Saturday, September 1, 2012

Cardinal Martini's death



Cardinal Carlo Maria Martini, retired Archbishop of Milan, died on Friday of complications from Parkinson’s disease, at the age of 85. A Scripture scholar of note, Catholic philosopher, much loved pastoral Archbishop of Milan, an effective evangelist, especially with young people, a participant in the Charismatic Renewal, and a committed ecumenist, Cardinal Martini was for years considered a possible successor to Pope John Paul II until 1996 when he was diagnosed with Parkinson’s disease. 

Admittedly quite liberal on some controversial issues, he was nonetheless personally very close to both John Paul II and Benedict XVI. 

Born in Turin, Carlo Maria Martini, a Jesuit, was ordained to the priesthood in 1952. After holding numerous significant academic posts, in 1979 he became Archbishop of Milan, the largest diocese in Europe, where he remained until his retirement in 2002. He was made a Cardinal by Pope John Paul II in 1983. After his retirement he moved to Jerusalem, where he worked at the Pontifical Biblical Institute until when he returned to Italy in 2008 for medical treatment.

Give him eternal rest, O Lord. 

If you want to be moved by Cardinal Martini’s love of the Gospel and of the Scriptures, go HERE to a translation of his address to the Italian Bishops' Conference in May 1997, 'He Explained the Scripture to Us'

The following is from pages 18 to 19 of his book The Gospel Way of Mary – A Journey of Trust and Surrender originally published in 2008, the English translation in 2011: 
 


SACRIFICE IN OUR DAILY LIVES

Apart from Christ's sacrifice, Mary's yes is clearly the illustration - the beginning, the continuation, and the culmination - of human and Christian perfection. Mary's yes includes the orientation of her whole life to God and ratifies in advance all of Christ's choices from Bethlehem to the cross. That is why I said at the beginning of this meditation that the scene at the cross is already contained in the Annunciation.

Tasks to complete:
a) According to the post on Cardinal Martini's death, in what year did he become Archbishop of Milan?
b) Write the next part of the post on Cardinal Martini's death, starting after its final sentence.

Provided records:
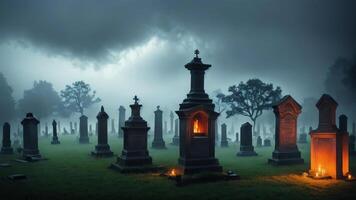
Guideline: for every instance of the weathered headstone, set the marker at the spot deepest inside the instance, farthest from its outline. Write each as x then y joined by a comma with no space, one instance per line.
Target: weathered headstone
171,116
102,149
175,140
134,156
83,130
259,141
6,140
246,147
267,142
158,142
286,149
122,119
224,142
30,137
55,136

Answers to the problems:
a) 1979

b)
A righteous heart orientation, in its essence, has another name: the fundamental option. However, this "option," or choice, needs to be understood in a dynamic sense - it is not enough to choose the good, for example, one single time. Rather, it indicates a lively reaching out in love toward the pleasure of God the Father, toward what pleases him, and it is a disposition that pervades one's whole life. 

This option, which is renewed through prayer but chiefly at Mass, is like a living flame that strengthens and shapes all of one's moral choices, thereby making them Christian choices. 

It is important to experience morality as a dynamic orientation toward the good - or toward the better - as a total dedication to the divine plan in which people find their fulfillment or actualization as sons or daughters. The lack of, or forgetfulness about, a dynamic concept of morality inevitably leads to a minimized approach or to scruples. It leads to all those forms of a moral approach that are reduced to asking if something is more or less allowed, and how far one can go. Although this has a certain kind of logic, it turns out to be depressing and hardly authentic for human life, which should consist of gift, spontaneity, and generosity. It can lead to a gray state of affairs: sadness, laziness, and quarreling. In communities or in groups, it leads to arguments over entitlements, to a sense of exhaustion, to pure and simple legalism. 

Without the dynamic of the fundamental option, the overarching vision, the true significance of human existence - living water continually poured out from on high, as opposed to stagnant water - is lost.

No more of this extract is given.